§ Brief
The answer must be every entry, retyped without a single difference.
****************
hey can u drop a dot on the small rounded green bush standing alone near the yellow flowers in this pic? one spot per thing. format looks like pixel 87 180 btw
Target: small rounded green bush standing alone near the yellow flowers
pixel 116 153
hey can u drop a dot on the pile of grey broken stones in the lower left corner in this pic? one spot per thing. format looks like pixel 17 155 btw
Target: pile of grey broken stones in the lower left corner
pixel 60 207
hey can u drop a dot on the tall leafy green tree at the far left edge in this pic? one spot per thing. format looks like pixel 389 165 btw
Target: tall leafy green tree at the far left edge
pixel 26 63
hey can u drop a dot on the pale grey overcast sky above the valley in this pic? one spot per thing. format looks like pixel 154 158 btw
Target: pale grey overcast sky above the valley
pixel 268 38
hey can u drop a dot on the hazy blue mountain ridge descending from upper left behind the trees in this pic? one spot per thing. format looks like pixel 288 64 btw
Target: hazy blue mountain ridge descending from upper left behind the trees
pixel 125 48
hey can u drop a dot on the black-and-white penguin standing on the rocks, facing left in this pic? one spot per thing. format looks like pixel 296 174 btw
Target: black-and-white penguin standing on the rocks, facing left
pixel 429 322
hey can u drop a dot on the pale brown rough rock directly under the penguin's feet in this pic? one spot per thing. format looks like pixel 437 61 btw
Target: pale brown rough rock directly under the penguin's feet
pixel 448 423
****************
§ Result of this exercise
hey can u drop a dot on the small rounded green bush standing alone near the yellow flowers in this pic? one spot per thing. format looks like pixel 87 180 btw
Target: small rounded green bush standing alone near the yellow flowers
pixel 116 153
hey can u drop a dot on the pile of grey broken stones in the lower left corner in this pic? one spot per thing. format looks like pixel 17 155 btw
Target: pile of grey broken stones in the lower left corner
pixel 60 207
hey can u drop a dot on the tall leafy green tree at the far left edge in this pic? one spot per thing. format looks like pixel 389 165 btw
Target: tall leafy green tree at the far left edge
pixel 26 63
hey can u drop a dot on the pale grey overcast sky above the valley in this pic? one spot per thing. format looks like pixel 154 158 btw
Target: pale grey overcast sky above the valley
pixel 268 38
hey can u drop a dot on the hazy blue mountain ridge descending from upper left behind the trees in this pic? one spot per thing. format looks like pixel 288 64 btw
Target: hazy blue mountain ridge descending from upper left behind the trees
pixel 125 48
hey can u drop a dot on the black-and-white penguin standing on the rocks, facing left in this pic? one spot per thing. format looks like pixel 296 174 btw
Target: black-and-white penguin standing on the rocks, facing left
pixel 429 322
hey can u drop a dot on the pale brown rough rock directly under the penguin's feet in this pic? one spot per thing. format looks like pixel 437 61 btw
Target: pale brown rough rock directly under the penguin's feet
pixel 448 423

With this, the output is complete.